§ **Source document**
The shells altered with the sediment-artificial seawater mixtures exhibited varying degrees of red luminescence (B-5, Fig. 9d; B-10, Fig. 9b; B-16, Fig. 9f). The average MCLI values for these altered shells were higher than those of the unaltered shells, and the luminescence intensity was quantitatively higher (averages: 85–114 vs. 55–67). A factor contributing to the higher luminescence intensity of carbonate CL images is an increase in the number of Mn-substituting Ca sites in the calcite lattice (Machel et al., 1991). This study indicated that the Mn concentration in the altered shells is higher than that in the unaltered shells (Figs. 4 and 7). However, some results are inconsistent with the general relationship between Mn concentration and CL luminescence intensity (Fig. 4). The Mn concentration in the shell altered exclusively with artificial seawater (B-9 shell; Fig. 8c) increased more than that in the shells altered with sediment-artificial seawater mixtures (B-5, B-10, and B-16 shells), although the former was non-luminescent. These indicate that the observed increase is likely attributed to Mn adsorption on the shell surface as well as Mn substitution for Ca sites within the calcite lattice.

§ **Task objective**
Say whether each statement agrees with the passage on shell luminescence, answering yes or no and quoting the passage's deciding words exactly. 1. The altered shells had higher average MCLI values than the unaltered shells. 2. The shell altered only with artificial seawater showed red luminescence. 3. The altered shells have a lower Mn concentration than the unaltered shells. You do not need the records.

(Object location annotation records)
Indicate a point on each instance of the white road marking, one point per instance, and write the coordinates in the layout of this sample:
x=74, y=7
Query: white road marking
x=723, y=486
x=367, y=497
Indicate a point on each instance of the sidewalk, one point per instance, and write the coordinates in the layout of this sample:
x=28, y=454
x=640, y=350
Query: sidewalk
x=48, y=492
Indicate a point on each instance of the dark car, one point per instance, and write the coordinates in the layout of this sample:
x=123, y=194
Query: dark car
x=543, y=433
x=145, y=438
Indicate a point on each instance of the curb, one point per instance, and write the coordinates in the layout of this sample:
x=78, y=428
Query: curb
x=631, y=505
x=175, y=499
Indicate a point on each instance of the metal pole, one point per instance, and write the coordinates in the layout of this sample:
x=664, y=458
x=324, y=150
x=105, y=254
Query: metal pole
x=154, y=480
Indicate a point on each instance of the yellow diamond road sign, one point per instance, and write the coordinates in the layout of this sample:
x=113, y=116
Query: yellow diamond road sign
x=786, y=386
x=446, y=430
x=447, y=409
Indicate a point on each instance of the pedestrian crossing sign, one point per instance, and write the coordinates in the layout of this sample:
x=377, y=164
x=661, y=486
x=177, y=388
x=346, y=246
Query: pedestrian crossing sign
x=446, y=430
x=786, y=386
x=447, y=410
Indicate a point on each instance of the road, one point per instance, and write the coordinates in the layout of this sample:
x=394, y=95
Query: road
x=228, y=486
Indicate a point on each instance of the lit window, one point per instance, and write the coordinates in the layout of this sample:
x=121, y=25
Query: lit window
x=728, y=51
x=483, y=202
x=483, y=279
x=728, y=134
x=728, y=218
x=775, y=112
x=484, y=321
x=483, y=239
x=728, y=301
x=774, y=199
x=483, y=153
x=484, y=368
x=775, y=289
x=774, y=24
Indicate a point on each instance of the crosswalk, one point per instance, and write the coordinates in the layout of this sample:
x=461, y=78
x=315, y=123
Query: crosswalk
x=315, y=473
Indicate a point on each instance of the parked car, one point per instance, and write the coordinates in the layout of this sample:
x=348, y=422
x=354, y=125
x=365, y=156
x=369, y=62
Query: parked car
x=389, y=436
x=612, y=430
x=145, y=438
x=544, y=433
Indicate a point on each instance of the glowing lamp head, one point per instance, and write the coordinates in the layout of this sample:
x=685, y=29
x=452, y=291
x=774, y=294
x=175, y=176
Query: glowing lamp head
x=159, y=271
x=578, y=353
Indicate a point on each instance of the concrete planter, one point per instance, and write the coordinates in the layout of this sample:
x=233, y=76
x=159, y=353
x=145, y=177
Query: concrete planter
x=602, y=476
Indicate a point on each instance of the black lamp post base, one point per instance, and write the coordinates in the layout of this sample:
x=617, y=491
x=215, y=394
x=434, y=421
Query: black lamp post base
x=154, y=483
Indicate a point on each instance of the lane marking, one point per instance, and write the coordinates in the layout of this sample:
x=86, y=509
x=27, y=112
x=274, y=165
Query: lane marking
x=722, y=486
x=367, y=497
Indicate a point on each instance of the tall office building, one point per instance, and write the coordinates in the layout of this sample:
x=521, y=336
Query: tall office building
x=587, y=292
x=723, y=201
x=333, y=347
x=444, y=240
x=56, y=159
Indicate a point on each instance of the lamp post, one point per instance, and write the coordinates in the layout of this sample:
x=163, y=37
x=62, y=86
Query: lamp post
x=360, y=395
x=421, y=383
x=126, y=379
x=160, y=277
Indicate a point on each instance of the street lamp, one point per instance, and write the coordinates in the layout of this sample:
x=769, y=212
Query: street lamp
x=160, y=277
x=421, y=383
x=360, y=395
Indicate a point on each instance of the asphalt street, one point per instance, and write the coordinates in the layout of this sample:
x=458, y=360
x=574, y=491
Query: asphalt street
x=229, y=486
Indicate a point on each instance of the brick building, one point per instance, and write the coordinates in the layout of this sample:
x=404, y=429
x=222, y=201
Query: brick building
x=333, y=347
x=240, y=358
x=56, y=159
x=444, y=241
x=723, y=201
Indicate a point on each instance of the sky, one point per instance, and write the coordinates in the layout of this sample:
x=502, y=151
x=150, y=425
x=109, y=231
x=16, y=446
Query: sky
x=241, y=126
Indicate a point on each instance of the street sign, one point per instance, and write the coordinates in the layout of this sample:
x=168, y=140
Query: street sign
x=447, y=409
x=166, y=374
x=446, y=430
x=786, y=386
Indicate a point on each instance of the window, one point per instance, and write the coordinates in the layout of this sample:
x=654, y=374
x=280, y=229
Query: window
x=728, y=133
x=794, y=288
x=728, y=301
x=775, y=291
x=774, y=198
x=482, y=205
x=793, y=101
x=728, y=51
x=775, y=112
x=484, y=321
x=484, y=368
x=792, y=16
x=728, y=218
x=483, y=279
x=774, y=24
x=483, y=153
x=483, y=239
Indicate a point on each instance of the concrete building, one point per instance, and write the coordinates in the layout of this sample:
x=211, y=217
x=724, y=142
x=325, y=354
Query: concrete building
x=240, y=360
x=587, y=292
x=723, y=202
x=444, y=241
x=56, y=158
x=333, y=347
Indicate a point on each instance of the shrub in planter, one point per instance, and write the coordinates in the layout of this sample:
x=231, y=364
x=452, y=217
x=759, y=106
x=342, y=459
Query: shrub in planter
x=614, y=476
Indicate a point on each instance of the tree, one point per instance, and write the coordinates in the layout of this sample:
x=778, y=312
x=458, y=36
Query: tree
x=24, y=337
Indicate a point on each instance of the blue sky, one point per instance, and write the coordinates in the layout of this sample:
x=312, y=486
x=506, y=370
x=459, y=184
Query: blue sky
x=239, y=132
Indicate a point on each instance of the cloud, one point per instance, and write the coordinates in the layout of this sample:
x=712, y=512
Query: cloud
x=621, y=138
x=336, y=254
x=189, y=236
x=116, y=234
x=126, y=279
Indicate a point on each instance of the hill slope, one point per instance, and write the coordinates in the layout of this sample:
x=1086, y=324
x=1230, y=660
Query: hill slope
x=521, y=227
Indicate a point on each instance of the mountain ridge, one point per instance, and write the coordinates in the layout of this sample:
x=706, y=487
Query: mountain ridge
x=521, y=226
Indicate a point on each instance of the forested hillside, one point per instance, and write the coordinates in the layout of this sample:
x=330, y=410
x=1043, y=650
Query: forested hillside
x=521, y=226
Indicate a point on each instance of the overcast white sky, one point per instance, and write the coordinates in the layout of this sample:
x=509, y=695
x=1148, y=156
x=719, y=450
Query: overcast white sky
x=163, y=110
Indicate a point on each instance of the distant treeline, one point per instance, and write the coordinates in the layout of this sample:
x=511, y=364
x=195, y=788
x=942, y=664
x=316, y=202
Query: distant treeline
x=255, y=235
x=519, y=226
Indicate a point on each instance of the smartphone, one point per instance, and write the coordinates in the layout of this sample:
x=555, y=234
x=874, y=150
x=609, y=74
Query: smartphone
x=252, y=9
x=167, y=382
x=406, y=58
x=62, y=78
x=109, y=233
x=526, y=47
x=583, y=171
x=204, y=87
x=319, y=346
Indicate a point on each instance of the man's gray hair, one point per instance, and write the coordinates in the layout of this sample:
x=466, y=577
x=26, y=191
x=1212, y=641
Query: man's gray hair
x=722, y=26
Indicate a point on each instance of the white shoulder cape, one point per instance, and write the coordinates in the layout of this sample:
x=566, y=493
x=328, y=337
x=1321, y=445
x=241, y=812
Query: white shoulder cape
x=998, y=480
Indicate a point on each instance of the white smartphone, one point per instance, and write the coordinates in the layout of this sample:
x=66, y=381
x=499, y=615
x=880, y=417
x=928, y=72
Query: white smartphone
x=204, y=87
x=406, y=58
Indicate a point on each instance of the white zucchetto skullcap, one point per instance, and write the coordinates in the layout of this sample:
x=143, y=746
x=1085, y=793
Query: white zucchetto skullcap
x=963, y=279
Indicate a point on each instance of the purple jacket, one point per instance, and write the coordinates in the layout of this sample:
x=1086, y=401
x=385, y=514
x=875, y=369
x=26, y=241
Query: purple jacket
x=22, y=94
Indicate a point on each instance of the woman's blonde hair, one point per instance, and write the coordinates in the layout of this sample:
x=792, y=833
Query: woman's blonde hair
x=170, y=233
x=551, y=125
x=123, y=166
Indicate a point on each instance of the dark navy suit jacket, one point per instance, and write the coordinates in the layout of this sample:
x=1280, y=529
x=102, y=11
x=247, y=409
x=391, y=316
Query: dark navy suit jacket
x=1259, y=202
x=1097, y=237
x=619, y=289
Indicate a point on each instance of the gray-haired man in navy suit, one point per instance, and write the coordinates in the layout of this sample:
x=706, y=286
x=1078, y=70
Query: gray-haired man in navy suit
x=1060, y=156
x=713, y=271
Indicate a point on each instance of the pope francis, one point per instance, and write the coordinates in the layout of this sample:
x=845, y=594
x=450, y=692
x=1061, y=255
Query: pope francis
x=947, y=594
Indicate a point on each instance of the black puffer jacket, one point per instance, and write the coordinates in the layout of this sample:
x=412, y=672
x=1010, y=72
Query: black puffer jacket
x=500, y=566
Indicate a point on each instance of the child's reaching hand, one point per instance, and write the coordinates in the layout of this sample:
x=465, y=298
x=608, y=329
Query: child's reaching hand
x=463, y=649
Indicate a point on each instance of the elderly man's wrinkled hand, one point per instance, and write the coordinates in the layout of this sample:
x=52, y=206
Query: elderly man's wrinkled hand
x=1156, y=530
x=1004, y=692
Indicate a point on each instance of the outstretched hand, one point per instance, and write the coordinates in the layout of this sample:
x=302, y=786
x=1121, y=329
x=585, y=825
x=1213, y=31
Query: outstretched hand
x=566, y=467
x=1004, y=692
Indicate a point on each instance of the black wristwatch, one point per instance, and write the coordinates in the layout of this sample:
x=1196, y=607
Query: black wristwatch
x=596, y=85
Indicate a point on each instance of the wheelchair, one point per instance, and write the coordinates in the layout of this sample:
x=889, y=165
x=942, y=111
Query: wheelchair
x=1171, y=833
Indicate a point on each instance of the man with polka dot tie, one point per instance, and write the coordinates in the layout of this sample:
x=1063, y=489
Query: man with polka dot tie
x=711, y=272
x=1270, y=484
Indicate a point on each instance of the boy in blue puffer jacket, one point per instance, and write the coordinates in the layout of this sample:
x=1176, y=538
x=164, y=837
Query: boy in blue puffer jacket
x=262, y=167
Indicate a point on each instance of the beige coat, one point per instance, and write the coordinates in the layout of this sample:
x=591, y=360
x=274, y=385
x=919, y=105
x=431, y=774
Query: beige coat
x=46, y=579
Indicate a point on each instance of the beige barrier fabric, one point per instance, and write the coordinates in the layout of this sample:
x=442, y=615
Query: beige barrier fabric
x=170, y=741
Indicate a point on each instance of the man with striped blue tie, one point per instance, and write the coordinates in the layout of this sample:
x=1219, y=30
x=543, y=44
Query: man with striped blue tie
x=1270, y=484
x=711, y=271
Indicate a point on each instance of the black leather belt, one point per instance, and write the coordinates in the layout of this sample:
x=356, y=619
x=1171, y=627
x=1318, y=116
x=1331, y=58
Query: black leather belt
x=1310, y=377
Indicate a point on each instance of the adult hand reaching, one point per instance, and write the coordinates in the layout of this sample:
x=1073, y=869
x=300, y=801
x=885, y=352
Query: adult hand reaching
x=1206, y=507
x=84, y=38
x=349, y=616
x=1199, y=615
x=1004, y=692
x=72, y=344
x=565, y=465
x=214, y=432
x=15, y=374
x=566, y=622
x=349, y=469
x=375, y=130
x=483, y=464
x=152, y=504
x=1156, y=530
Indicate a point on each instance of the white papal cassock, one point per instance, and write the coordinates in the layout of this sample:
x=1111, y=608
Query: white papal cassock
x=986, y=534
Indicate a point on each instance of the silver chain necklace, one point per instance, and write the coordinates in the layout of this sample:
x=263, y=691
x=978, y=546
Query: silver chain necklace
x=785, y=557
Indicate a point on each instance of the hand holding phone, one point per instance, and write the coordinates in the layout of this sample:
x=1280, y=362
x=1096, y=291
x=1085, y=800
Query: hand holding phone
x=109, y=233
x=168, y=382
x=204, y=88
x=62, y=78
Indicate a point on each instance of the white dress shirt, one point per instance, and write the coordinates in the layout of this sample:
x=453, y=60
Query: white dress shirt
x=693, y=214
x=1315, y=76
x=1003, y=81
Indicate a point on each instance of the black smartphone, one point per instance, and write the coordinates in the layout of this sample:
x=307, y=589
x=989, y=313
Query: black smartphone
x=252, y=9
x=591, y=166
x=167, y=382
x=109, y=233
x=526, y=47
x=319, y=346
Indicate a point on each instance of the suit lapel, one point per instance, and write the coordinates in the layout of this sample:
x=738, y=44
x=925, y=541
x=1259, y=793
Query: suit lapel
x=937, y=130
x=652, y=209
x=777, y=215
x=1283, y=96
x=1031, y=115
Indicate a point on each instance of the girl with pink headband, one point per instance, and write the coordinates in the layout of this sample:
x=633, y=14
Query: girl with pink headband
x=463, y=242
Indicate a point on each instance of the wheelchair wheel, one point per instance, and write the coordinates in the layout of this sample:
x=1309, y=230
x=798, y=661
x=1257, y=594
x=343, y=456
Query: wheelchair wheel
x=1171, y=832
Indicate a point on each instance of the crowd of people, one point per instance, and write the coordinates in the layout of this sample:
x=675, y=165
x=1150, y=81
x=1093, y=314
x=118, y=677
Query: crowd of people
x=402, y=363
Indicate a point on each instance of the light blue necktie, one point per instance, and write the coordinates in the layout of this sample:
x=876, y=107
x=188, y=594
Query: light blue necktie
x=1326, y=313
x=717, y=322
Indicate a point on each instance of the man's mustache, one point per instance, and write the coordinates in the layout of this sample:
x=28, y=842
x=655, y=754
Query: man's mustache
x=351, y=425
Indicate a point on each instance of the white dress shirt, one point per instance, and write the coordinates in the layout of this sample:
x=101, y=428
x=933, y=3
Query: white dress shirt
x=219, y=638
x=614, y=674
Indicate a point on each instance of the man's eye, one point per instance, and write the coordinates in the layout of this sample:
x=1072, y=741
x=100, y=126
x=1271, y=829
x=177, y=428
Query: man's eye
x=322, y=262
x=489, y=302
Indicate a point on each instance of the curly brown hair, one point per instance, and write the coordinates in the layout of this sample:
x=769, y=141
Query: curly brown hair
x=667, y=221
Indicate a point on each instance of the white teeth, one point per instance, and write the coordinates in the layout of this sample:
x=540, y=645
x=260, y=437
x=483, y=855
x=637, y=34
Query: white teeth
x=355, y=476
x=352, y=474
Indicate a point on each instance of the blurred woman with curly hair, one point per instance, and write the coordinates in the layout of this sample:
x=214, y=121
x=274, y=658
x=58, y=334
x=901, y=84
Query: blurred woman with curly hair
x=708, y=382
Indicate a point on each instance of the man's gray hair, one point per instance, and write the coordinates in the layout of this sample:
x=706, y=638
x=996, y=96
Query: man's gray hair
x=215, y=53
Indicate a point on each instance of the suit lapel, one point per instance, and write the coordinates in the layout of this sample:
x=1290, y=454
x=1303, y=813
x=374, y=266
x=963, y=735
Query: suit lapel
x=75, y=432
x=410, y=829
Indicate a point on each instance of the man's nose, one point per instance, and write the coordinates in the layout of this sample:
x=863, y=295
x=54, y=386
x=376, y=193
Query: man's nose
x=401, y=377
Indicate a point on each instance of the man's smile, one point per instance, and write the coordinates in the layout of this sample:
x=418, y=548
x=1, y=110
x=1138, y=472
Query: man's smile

§ **Full solution**
1. Yes: "The average MCLI values for these altered shells were higher than those of the unaltered shells"
2. No: "although the former was non-luminescent"
3. No: "the Mn concentration in the altered shells is higher than that in the unaltered shells"